→ Task list:
(a) Answer these questions from the Nathan Goff Jr. biography:
(i) From which school did Goff receive a Bachelor of Laws, and in what year?
(ii) Which regiment did he enlist in when he joined the Union Army in 1861?
(iii) On what date did the United States Senate confirm him to the Fourth Circuit?
(b) Write out the part of the Nathan Goff Jr. biography from "Goff then became" to "1889 to 1892.", word for word.
── Text segment
Nathan Goff Jr. (February 9, 1843 – April 23, 1920) was a United States representative from West Virginia, a Union Army officer, the 28th United States Secretary of the Navy during President Rutherford B. Hayes administration, a United States circuit judge of the United States Court of Appeals for the Fourth Circuit and of the United States Circuit Courts for the Fourth Circuit and a United States senator from West Virginia.

Early life and education

Born on February 9, 1843, in Clarksburg, Harrison County, Virginia (now West Virginia), to Waldo Goff, who had five times won election to represent Harrison County in the Virginia House of Delegates. Goff attended the Northwestern Academy in Clarksburg and Georgetown University in Washington, D.C. He received a Bachelor of Laws in 1866 from New York University School of Law.

American Civil War
Although his family owned several slaves, they favored the Union. During the American Civil War, Goff joined the Union Army in 1861; enlisting in the 3rd West Virginia Infantry Regiment. He later became a major in the 4th West Virginia Cavalry Regiment.

Postwar career
Goff became editor of the Clarksburg Telegraph beginning in 1866. Admitted to the bar, he began his private legal practice in Clarksburg from 1866 to 1867. He won election to the West Virginia House of Delegates from 1867 to 1868.

Goff then became the United States Attorney for the District of West Virginia from 1868 to 1881, and from 1881 to 1882. He served as the 28th United States Secretary of the Navy in 1881.

However, Goff failed to win election to Congress as a Republican candidate in 1870 and 1874. He was also the Republican candidate for Governor of West Virginia in 1876 and 1888, but voters instead elected the Democrat.

United States representative 

Goff was elected as a Republican from West Virginia's 1st congressional district to the United States House of Representatives of the 48th, 49th and 50th United States Congresses, serving from March 4, 1883, to March 3, 1889. He was not a candidate for renomination. Following his departure from Congress, Goff resumed private practice in Clarksburg from 1889 to 1892.

Federal judicial service

Goff was nominated by President Benjamin Harrison on December 16, 1891, to the United States Court of Appeals for the Fourth Circuit and the United States Circuit Courts for the Fourth Circuit, to a new joint seat authorized by 26 Stat. 826. He was confirmed by the United States Senate on March 17, 1892, and received his commission the same day. On December 31, 1911, the Circuit Courts were abolished and he thereafter served only on the Court of Appeals. His service terminated on March 31, 1913, due to his resignation.
────
── Information supplied
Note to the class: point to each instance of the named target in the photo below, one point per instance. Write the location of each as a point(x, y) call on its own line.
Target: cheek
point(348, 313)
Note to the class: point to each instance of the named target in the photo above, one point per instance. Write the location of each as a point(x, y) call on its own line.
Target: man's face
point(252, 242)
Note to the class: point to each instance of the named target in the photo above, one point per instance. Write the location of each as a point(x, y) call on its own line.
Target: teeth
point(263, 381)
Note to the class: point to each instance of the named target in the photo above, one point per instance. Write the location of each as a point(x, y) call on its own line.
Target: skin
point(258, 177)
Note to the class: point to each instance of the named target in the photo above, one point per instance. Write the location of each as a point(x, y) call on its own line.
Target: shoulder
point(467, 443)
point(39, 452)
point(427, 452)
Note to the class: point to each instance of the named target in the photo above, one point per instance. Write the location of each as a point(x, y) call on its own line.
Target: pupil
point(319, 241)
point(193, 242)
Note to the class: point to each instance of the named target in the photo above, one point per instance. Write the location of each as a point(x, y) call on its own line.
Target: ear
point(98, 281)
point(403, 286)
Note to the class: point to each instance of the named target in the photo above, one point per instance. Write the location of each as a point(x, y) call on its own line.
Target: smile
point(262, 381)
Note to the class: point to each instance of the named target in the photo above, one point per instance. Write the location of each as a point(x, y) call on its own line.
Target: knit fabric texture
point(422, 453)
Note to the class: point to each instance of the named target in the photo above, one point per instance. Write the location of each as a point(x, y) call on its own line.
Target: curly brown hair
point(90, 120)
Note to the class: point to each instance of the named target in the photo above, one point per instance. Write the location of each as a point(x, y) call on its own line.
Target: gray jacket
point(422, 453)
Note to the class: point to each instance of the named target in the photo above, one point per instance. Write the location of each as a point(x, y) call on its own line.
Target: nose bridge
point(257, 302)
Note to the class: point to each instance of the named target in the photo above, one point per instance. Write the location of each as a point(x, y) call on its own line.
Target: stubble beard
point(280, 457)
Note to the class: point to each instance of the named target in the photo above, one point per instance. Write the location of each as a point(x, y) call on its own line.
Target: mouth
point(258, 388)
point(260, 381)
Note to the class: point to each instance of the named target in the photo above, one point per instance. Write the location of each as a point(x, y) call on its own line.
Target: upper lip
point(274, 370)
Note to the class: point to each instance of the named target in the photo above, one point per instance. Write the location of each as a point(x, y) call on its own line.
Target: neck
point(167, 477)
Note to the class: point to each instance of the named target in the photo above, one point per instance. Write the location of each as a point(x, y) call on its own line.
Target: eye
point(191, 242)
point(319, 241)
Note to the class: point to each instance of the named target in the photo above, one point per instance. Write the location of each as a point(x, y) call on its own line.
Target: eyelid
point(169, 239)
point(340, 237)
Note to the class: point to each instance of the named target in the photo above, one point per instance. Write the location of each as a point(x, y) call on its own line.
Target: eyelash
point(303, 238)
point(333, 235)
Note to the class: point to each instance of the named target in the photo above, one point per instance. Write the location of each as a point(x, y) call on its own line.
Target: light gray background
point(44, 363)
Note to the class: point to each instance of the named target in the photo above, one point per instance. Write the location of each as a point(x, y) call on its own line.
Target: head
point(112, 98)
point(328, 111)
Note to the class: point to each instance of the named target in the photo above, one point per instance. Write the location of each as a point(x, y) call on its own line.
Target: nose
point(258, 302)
────
→ Solution list:
(a)
(i) New York University School of Law, in 1866
(ii) The 3rd West Virginia Infantry Regiment
(iii) March 17, 1892

(b)
Goff then became the United States Attorney for the District of West Virginia from 1868 to 1881, and from 1881 to 1882. He served as the 28th United States Secretary of the Navy in 1881.

However, Goff failed to win election to Congress as a Republican candidate in 1870 and 1874. He was also the Republican candidate for Governor of West Virginia in 1876 and 1888, but voters instead elected the Democrat.

United States representative 

Goff was elected as a Republican from West Virginia's 1st congressional district to the United States House of Representatives of the 48th, 49th and 50th United States Congresses, serving from March 4, 1883, to March 3, 1889. He was not a candidate for renomination. Following his departure from Congress, Goff resumed private practice in Clarksburg from 1889 to 1892.